▶ [PROVIDED DATA]
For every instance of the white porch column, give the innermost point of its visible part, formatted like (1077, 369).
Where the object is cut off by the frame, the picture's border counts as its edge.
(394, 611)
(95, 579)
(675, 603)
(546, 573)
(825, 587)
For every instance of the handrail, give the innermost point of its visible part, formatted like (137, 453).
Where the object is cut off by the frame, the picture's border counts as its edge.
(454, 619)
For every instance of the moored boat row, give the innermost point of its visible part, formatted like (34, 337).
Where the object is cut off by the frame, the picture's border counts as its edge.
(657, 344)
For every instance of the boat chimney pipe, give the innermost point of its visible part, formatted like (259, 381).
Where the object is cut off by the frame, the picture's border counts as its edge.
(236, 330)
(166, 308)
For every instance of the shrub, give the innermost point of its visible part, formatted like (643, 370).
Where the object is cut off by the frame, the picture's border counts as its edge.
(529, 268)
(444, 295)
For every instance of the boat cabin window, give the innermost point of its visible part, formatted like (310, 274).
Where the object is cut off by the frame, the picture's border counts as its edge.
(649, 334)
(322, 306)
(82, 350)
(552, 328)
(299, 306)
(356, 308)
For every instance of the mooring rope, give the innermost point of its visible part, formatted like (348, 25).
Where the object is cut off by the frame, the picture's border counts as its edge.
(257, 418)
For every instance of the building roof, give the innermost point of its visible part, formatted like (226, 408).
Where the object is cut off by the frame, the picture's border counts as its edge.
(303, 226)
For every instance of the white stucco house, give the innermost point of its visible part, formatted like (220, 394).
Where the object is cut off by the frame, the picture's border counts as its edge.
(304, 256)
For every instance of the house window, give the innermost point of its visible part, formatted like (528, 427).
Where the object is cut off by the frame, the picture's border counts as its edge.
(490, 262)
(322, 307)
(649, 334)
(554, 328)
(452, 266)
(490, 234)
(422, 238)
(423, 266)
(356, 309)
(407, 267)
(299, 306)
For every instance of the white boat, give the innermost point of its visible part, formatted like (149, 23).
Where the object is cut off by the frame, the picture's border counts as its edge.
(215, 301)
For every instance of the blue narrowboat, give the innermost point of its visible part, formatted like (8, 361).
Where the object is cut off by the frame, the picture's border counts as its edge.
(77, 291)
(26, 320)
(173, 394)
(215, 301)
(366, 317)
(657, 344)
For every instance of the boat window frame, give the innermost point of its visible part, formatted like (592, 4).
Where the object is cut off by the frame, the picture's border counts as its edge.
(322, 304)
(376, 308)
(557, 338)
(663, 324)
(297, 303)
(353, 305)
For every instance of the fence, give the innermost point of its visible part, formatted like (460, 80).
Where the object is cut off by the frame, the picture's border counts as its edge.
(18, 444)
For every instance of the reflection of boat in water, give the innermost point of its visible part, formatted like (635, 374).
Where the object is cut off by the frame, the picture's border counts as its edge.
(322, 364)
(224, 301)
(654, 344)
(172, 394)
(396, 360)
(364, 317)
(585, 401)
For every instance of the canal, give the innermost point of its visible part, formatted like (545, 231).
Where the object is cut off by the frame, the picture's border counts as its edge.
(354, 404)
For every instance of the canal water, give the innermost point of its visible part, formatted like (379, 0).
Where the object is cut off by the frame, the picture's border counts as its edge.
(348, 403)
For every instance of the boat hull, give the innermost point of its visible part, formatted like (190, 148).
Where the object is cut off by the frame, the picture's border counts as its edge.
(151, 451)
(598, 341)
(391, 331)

▶ [GOAL OF THE EXERCISE] Return all of the items above word for word, with no changes.

▶ [TASK SOLUTION]
For every instance of the white porch column, give the innermost point of its visible part, formatted like (1077, 369).
Where the object is cut off by the frame, the picture's border counts as its edge.
(394, 611)
(95, 579)
(675, 603)
(546, 573)
(825, 587)
For every instance of the handrail, give the innermost point of its visible part, formatted like (137, 453).
Where the object is cut off by the frame, the picture's border counts as its edge.
(454, 619)
For every instance of the moored boat row, give the innermost point of its visible part, formatted like (34, 337).
Where the object is cut off by the frame, the picture's border counts as its edge.
(657, 344)
For every instance of the boat chimney pipe, give the innermost point of its visible part, formatted like (259, 381).
Where the object is cut off by the frame, the picture's border counts as its edge.
(236, 330)
(166, 308)
For every instance of the shrub, give the innermost point of its visible part, formatted like (643, 370).
Where the object is cut off by the frame, the picture's border counts as its edge.
(529, 268)
(444, 295)
For every instance of the boat cabin window, give the innermost point of its visible part, formatted like (310, 274).
Where the object is cut off by the frame, the picture's border counts as its edge.
(649, 334)
(322, 306)
(82, 350)
(552, 328)
(299, 306)
(356, 308)
For every instance of the mooring rope, give the innermost point of its visible part, formatted like (348, 25).
Where the object is cut off by the frame, the picture's border counts as its edge.
(257, 418)
For every instance of the building roof, give the innermost point of its visible part, formatted like (226, 408).
Where the object is cut off by the frame, the picture's border counts as its edge.
(303, 226)
For every instance of the white stucco house, give the innermost point of its visible part, formatted like (220, 394).
Where the object is cut off by the frame, the picture's border counts as its edge.
(304, 256)
For every instance of the house window, give the innermost point of its visible part, formatted like (528, 427).
Where the object is cut off by the frame, the picture's border counts as its edge.
(490, 262)
(322, 307)
(649, 334)
(554, 328)
(452, 266)
(490, 234)
(422, 238)
(423, 266)
(356, 309)
(407, 267)
(299, 306)
For every instance of the white boat, give the innermost point of its visible part, formatted like (149, 23).
Where the object is cut off by the frame, the picture's border counts as its edge.
(215, 301)
For every instance of the blue narrowboat, give the innermost point of its visible part, formatted like (8, 361).
Where the object is cut off by the frame, the picture's border counts as its edge.
(77, 291)
(26, 320)
(173, 394)
(215, 301)
(366, 317)
(657, 344)
For every instance of the boat window frame, give the innermost point of its visible part, formatted like (592, 4).
Where the object is cut off by the frame, the picture's border counts as its edge.
(322, 304)
(376, 308)
(557, 338)
(663, 324)
(297, 303)
(353, 305)
For every instance of the fence, give the innermost point of its visible part, formatted like (460, 80).
Where the object is cut off by the frame, the picture's border counts as its edge.
(18, 444)
For every instance of the reflection of boat in water, give the innermost point of its visible part, formatted like (635, 374).
Where the object is cut off by the frame, the picture's border counts as its edge.
(322, 364)
(224, 301)
(654, 344)
(172, 394)
(396, 360)
(364, 317)
(585, 401)
For every instance of the canal, give the innermost point of its visible part, formatted like (545, 231).
Where the object is cut off by the frame, the picture's border counts as its edge.
(354, 404)
For every instance of the canal water, give the innermost point of its visible part, formatted like (379, 0).
Where the object is cut off by the frame, the picture's border counts as its edge.
(348, 403)
For every instance of the boat hull, give the innermost point of its visible part, formatted like (190, 148).
Where the object is cut off by the frame, the picture's border counts as its edge.
(151, 451)
(598, 341)
(391, 331)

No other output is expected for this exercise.